Le temps est pareil à une brume argentée : insaisissable, il rend les événements ouatés et lointains. On ne voit rien à plus d’un mètre, alors on avance, un pas devant l’autre. Et puis un jour, le voile se lève et on découvre, étonnée, toute la distance parcourue.

Alors, que dire de 2021 ?

La partie 1 se trouve ici. Ici, on parlera de luttes.

Métro, boulot, syndicat

Voilà la grande nouveauté de cette année : mon passage à temps partiel. C’est un soulagement. Le changement était facile : j’en ai parlé à mon manager et ma RH, et c’est passé comme une lettre à la poste.

Par contre, j’ai perdu mes RTTs, des jours de congés, une partie de mon treizième mois et ma boite refuse de compléter à 100 % les cotisations sociales.

Mais, n’ayant ni enfant, ni voiture, mes dépenses sont relativement faibles, et la perte de salaire vaut largement le gain de temps. Je ne pense plus au boulot le week-end, si ce n’est pas cool quand même ?

Je me suis plus investie au sein du syndicat de mon entreprise. J’essaie en particulier de donner des coups de main pour la rédaction et la distribution des tracts. Je vois de plus près le travail fourni par les élu-e-s, et franchement, c’est impressionnant.

Je ne me rendais vraiment pas compter du cynisme de la direction. Oui, une direction d’une grosse entreprise a pour objectif de faire de l’argent, quitte à détruire la santé des salarié-e-s.

* DONNÉES:
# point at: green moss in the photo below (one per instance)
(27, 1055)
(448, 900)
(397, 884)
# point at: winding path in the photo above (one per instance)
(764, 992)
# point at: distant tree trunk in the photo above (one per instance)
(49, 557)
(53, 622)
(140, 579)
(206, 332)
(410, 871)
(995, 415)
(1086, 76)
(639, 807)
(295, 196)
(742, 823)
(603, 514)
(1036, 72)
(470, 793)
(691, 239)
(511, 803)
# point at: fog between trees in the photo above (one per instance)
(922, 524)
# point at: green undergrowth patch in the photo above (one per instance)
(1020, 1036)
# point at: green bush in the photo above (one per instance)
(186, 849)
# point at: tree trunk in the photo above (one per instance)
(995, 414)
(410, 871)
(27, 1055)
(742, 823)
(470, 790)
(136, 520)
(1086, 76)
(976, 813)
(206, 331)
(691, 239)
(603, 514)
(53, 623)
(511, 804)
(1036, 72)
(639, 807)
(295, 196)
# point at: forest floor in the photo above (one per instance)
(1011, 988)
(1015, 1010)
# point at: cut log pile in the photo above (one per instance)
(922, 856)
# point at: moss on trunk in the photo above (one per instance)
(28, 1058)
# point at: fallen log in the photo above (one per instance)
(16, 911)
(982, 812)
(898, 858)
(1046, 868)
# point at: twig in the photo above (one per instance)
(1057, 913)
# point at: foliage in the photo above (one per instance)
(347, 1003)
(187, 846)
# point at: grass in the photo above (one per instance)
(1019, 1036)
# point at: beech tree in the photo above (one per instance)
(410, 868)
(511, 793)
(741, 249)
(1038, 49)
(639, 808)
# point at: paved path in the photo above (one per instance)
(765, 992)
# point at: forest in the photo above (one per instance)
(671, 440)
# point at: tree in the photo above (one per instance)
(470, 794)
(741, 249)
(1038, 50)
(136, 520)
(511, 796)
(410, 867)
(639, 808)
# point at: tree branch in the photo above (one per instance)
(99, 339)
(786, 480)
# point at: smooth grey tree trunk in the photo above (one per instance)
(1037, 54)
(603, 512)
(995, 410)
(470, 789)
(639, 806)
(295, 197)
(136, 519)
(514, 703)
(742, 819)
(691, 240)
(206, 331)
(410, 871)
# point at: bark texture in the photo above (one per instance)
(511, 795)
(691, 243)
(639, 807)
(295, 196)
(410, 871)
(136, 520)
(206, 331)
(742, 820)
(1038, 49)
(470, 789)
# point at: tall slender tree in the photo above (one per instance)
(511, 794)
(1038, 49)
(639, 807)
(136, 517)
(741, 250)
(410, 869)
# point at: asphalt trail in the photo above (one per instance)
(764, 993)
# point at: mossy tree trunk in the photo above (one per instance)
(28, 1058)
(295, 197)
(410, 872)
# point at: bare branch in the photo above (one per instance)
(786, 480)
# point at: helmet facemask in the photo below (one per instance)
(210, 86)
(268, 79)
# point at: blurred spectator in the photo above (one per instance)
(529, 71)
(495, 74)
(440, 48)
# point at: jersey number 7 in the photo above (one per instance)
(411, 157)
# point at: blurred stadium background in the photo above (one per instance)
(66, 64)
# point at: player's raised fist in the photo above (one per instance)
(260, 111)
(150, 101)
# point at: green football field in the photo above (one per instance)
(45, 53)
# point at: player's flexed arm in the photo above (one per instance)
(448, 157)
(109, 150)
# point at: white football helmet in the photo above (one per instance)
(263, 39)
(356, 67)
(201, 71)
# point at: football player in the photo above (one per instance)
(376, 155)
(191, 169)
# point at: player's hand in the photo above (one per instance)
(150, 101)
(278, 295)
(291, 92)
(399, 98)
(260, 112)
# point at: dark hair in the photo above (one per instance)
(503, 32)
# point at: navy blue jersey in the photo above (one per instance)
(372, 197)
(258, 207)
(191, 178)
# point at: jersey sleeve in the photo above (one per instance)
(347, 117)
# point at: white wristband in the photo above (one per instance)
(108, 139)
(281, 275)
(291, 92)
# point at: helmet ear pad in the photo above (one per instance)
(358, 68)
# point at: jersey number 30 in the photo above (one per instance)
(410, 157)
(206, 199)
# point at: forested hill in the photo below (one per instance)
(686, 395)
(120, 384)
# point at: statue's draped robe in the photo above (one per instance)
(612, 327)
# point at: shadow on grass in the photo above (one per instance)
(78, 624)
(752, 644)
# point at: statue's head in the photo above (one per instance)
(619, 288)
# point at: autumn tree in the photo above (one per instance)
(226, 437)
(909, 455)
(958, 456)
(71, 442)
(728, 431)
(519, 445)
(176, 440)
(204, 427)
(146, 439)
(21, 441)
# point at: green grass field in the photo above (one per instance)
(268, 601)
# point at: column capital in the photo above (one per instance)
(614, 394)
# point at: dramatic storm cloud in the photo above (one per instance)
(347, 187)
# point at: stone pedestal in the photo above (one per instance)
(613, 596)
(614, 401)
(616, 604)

* OBJECTIFS:
1. Répondez à ces questions sur le bilan de l'année 2021 :
(a) À quoi le temps est-il comparé dans la première phrase ?
(b) Quelle est la grande nouveauté de cette année ?
(c) Pour quelles tâches la personne qui écrit essaie-t-elle d'aider le syndicat ?
2. Traduisez en anglais cette phrase du bilan de l'année 2021 : « Mais, n'ayant ni enfant, ni voiture, mes dépenses sont relativement faibles, et la perte de salaire vaut largement le gain de temps. »
3. Poursuivez le bilan de l'année 2021 après sa dernière phrase.
Ce matériel n'a aucun rapport avec le bilan de l'année 2021.

* RÉPONSES:
1.
(a) À une brume argentée.
(b) Le passage à temps partiel.
(c) La rédaction et la distribution des tracts.

2. But, having neither children nor a car, my expenses are relatively low, and the loss of salary is well worth the time gained.

3.
J’ai déjà parlé des problèmes de risques psycho-sociaux, et de la réponse hors sol de la direction et des « Ressources Humaines ». Fin, hors sol mais totalement compatible avec l’individualisation des problématiques collectives chère à notre société néolibérale : un programme tenu par un gourou New Age expliquant que tout part de soi et qu’il faut prendre les choses du bon côté. Sans parler des personnes « expertes » venant vendre des bouquins sur leur solution miracle basée sur l’amélioration de la fleur intestinale. Sûr que mes collègues qui ont des planning de 40 jours par mois ont dû apprécié.

Mon équipe n’est pas la seule avec des hauts risques psycho-sociaux. Plusieurs services ont été identifiés par mon syndicat, et remontés en Conseil Social et Economique (CSE), mais la direction ne fait rien. Elle laisse des collègues dans une souffrance crasse depuis plus d’un an. Et cela, avec le soutien du syndicat majoritaire. C’est fou.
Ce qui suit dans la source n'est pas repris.